FRAGMENTO DEL DOCUMENTO
Los Derechos Humanos, a partir del preámbulo, establecen “el reconocimiento de la dignidad intrínseca y de los derechos iguales e inalienables de todos los miembros de la familia humana”. Las separaciones de derechos no deben tener lugar (25% sí, 75% no). El mismo preámbulo insiste en el reconocimiento y aplicación universal y efectivo de los derechos consagrados en la Declaración firmada por todos los países que pertenecemos a la ONU. En ella se insiste en que toda persona tiene derecho “a los seguros en caso de desempleo, enfermedad, invalidez, viudez, vejez u otros casos de pérdida de sus medios de subsistencia” (Art. 25). A partir de este artículo la OIT ha desarrollado toda una serie de convenios, algunos de los cuales no hemos ratificado. También somos signatarios del Pacto Internacional de Derechos Económicos, Sociales y Culturales, en cuyo artículo 9 se establece el derecho de toda persona a la seguridad social e incluso, en concreto, al seguro social. Pero una cosa parece ser lo que se firma, y otra el modo de caminar concreto de nuestro país respecto a derechos que reconocemos como universales.

REGISTROS DE DATOS
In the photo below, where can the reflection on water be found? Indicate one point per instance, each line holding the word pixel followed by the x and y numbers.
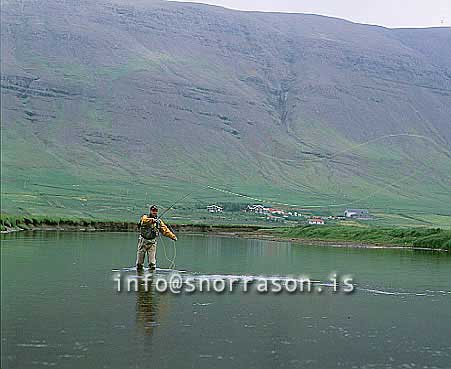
pixel 146 305
pixel 60 308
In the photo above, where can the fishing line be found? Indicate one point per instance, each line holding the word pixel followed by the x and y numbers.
pixel 171 261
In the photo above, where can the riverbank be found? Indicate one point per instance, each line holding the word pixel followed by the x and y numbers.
pixel 336 236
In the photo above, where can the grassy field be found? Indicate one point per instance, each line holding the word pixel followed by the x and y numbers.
pixel 433 238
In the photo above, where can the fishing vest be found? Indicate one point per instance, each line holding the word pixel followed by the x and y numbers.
pixel 148 230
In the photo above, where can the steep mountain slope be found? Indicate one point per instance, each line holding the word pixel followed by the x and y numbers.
pixel 114 105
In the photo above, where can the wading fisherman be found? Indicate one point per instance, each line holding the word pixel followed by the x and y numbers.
pixel 149 228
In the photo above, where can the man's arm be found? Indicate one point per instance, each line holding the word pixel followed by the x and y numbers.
pixel 166 231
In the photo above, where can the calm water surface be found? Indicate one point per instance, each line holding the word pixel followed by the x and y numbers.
pixel 60 308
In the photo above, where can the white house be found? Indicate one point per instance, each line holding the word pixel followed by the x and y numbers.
pixel 357 213
pixel 214 209
pixel 316 221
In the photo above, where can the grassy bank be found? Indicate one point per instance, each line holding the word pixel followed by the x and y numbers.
pixel 16 223
pixel 433 238
pixel 10 222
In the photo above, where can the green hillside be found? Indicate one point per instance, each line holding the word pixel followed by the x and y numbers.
pixel 110 106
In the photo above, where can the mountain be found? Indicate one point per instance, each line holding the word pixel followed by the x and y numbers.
pixel 107 106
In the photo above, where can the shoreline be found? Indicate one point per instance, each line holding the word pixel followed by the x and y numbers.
pixel 239 231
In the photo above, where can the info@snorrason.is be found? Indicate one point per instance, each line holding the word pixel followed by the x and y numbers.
pixel 176 283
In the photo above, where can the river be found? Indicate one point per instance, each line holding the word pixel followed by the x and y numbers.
pixel 61 307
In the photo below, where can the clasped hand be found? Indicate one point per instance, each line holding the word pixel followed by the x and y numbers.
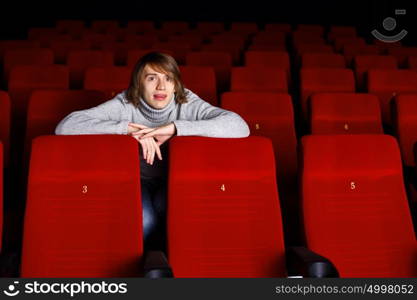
pixel 151 139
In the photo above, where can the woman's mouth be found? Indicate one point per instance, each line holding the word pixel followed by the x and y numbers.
pixel 159 97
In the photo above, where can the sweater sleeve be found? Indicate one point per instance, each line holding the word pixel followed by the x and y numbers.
pixel 106 118
pixel 204 119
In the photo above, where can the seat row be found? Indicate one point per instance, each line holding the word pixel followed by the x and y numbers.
pixel 267 113
pixel 83 212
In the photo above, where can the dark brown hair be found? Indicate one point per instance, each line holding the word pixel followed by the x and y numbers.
pixel 160 62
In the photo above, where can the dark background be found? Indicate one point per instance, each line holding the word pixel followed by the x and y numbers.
pixel 18 16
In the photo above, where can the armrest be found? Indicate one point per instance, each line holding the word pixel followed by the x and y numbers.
pixel 9 265
pixel 156 265
pixel 304 262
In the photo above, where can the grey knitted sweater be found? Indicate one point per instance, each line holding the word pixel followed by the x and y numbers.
pixel 196 117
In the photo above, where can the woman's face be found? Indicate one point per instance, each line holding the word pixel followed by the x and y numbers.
pixel 158 88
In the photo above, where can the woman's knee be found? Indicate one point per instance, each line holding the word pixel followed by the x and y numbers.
pixel 149 221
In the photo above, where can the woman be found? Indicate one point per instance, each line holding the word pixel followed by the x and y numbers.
pixel 155 107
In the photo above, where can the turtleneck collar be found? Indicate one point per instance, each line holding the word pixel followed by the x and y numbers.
pixel 156 115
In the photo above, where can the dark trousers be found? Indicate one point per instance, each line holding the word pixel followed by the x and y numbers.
pixel 154 200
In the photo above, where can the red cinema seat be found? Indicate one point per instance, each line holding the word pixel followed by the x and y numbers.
pixel 209 28
pixel 322 60
pixel 412 62
pixel 363 63
pixel 405 124
pixel 1 193
pixel 220 61
pixel 247 27
pixel 303 48
pixel 268 58
pixel 26 57
pixel 104 26
pixel 273 119
pixel 97 39
pixel 259 79
pixel 83 212
pixel 341 42
pixel 224 218
pixel 139 27
pixel 345 113
pixel 276 27
pixel 311 28
pixel 202 81
pixel 319 80
pixel 355 207
pixel 79 61
pixel 61 49
pixel 402 53
pixel 109 80
pixel 269 38
pixel 230 38
pixel 8 45
pixel 386 84
pixel 67 26
pixel 45 35
pixel 25 79
pixel 195 40
pixel 74 28
pixel 342 30
pixel 178 50
pixel 5 123
pixel 174 27
pixel 133 56
pixel 351 50
pixel 48 107
pixel 234 49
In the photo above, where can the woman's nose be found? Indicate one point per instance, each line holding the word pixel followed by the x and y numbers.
pixel 161 85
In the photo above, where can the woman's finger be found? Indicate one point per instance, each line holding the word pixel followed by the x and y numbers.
pixel 139 126
pixel 142 131
pixel 158 150
pixel 144 148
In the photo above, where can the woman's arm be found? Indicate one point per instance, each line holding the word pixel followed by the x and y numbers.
pixel 203 119
pixel 107 118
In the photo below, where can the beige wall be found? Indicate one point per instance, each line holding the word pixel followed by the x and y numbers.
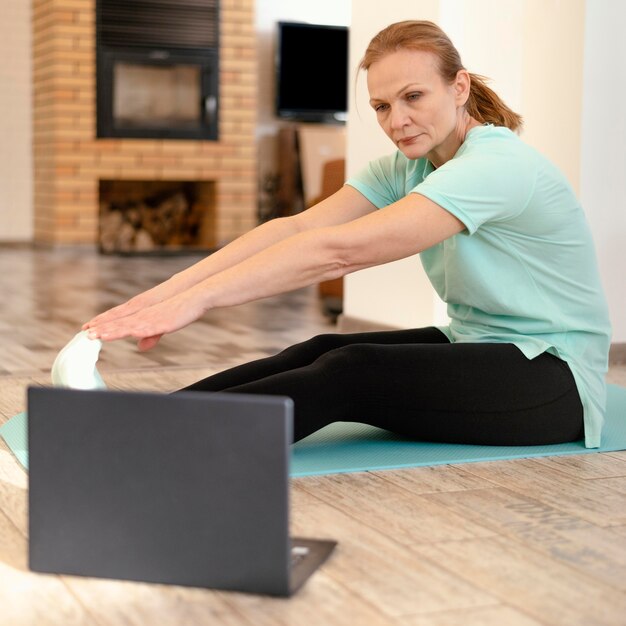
pixel 532 50
pixel 15 126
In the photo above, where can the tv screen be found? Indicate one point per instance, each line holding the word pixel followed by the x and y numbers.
pixel 311 72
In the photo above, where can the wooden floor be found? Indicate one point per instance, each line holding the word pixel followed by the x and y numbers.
pixel 515 543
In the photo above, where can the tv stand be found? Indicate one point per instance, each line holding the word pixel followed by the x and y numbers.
pixel 303 150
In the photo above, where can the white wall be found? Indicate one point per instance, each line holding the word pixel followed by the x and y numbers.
pixel 603 158
pixel 532 50
pixel 16 210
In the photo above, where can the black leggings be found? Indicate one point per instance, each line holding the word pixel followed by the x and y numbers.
pixel 419 385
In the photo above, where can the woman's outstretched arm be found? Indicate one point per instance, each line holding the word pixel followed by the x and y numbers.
pixel 308 256
pixel 345 205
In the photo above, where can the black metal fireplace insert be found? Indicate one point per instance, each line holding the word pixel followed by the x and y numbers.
pixel 157 68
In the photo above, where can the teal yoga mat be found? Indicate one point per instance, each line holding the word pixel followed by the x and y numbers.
pixel 345 447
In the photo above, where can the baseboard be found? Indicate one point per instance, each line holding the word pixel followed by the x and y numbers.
pixel 349 324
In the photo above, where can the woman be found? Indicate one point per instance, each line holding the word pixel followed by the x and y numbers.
pixel 502 239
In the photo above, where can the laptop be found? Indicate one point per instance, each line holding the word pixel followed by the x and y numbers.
pixel 189 488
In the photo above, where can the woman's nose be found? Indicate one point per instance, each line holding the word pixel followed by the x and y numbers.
pixel 398 117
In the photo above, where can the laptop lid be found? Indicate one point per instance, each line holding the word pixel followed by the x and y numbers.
pixel 187 488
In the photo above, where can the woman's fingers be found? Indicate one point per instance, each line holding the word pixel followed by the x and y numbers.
pixel 147 343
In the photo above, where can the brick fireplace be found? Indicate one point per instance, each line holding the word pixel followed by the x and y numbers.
pixel 72 165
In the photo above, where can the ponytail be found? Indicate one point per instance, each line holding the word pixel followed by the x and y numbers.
pixel 483 103
pixel 486 106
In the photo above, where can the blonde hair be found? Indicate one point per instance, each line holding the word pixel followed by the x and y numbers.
pixel 483 103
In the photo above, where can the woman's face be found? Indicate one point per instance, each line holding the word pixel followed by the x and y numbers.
pixel 418 111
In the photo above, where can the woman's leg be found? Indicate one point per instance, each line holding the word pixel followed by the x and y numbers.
pixel 459 393
pixel 307 352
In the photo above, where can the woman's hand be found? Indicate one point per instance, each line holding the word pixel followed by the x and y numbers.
pixel 149 323
pixel 137 303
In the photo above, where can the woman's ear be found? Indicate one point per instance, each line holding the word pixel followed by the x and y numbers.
pixel 462 84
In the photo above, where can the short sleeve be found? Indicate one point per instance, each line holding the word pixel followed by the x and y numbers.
pixel 384 181
pixel 485 182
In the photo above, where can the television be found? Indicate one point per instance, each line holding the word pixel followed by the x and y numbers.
pixel 311 63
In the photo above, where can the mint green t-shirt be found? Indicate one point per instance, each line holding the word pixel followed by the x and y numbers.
pixel 524 271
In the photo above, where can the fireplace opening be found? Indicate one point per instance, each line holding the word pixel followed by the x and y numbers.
pixel 156 217
pixel 157 69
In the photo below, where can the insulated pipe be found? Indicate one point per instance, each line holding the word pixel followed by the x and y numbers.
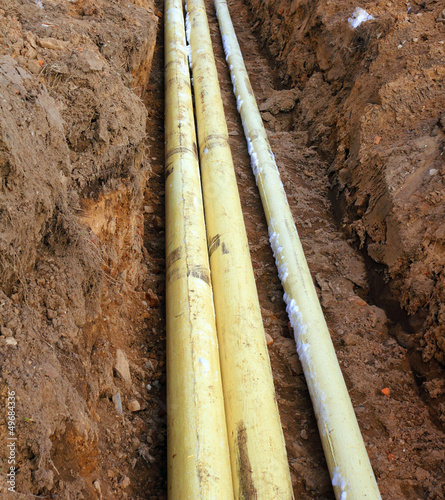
pixel 197 446
pixel 258 454
pixel 348 462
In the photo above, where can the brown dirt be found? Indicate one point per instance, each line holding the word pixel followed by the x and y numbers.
pixel 82 233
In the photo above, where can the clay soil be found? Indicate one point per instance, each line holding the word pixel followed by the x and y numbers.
pixel 356 120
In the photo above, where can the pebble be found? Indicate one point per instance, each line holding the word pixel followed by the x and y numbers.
pixel 125 483
pixel 158 223
pixel 134 405
pixel 122 367
pixel 152 298
pixel 349 339
pixel 118 402
pixel 51 314
pixel 97 487
pixel 7 332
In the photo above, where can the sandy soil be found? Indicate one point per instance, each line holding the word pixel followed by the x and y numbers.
pixel 82 343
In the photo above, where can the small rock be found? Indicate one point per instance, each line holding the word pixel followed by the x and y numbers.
pixel 51 43
pixel 49 370
pixel 122 367
pixel 349 339
pixel 152 298
pixel 97 487
pixel 51 314
pixel 34 66
pixel 7 332
pixel 295 365
pixel 118 402
pixel 134 405
pixel 158 223
pixel 125 483
pixel 422 475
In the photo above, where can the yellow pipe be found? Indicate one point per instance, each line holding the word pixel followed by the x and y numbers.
pixel 198 452
pixel 258 455
pixel 348 462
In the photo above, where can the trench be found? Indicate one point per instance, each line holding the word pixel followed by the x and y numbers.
pixel 360 324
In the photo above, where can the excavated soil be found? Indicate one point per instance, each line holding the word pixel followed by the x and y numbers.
pixel 355 119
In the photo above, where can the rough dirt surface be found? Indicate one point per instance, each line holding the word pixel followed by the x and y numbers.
pixel 349 113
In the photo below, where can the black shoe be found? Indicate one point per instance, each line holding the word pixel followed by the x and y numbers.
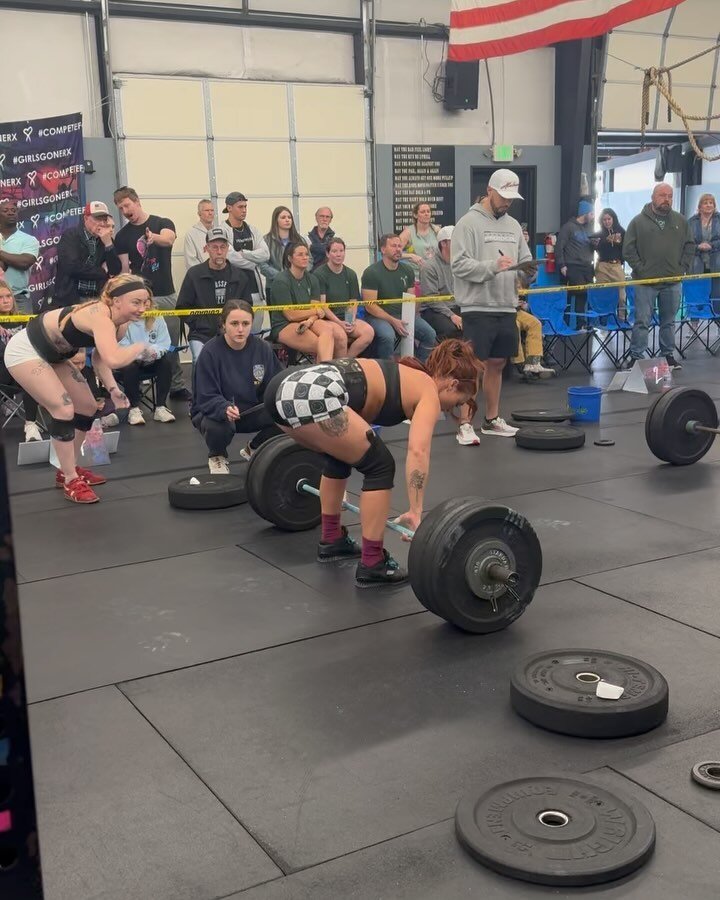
pixel 386 572
pixel 343 548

QUÉ HACER
[A] Responde estas preguntas sobre el fragmento acerca de los derechos humanos, una por línea:
(i) ¿Qué artículo de la Declaración se cita al mencionar el derecho a los seguros en caso de desempleo, enfermedad, invalidez, viudez o vejez?
(ii) ¿Qué organismo ha desarrollado una serie de convenios a partir de ese artículo?
(iii) ¿En qué artículo del Pacto Internacional de Derechos Económicos, Sociales y Culturales se establece el derecho de toda persona a la seguridad social?
[B] Escribe la continuación del fragmento sobre los derechos humanos y la seguridad social a partir de su última oración.

RESPUESTAS
[A]
(i) El artículo 25.
(ii) La OIT.
(iii) En el artículo 9.

[B]
Esta situación de marcada desigualdad en una buena cantidad de derechos fundamentales debe cambiar. Unos derechos, como el educativo, están marcados por la exclusión de muchos en algunas etapas y la desigualdad en calidad. El derecho a la salud se brinda también, a nivel público, con un marcado sesgo de desigualdad en la calidad de los servicios. En las pensiones, aparte de la profunda desigualdad entre las mismas, la exclusión es lo que domina. Y con el agravante de haber cargado el sistema de pensiones con una serie de megapensiones mientras la mayoría en edad pensionable está totalmente excluida del sistema. Probablemente los cambios inclusivos tendrán que ser parte de un proceso que llevará algún tiempo. Pero lo que resulta intolerable es la exclusión absoluta de la mayoría de los ancianos en el sistema de pensiones y la tranquilidad con que dejamos al margen del derecho a una ancianidad digna a un enorme número de ancianos salvadoreños. Introducir en el debate a los excluidos, empobrecidos y olvidados, mayoría ciudadana muchas veces, es deber de humanidad y de coherencia con nuestras propias leyes.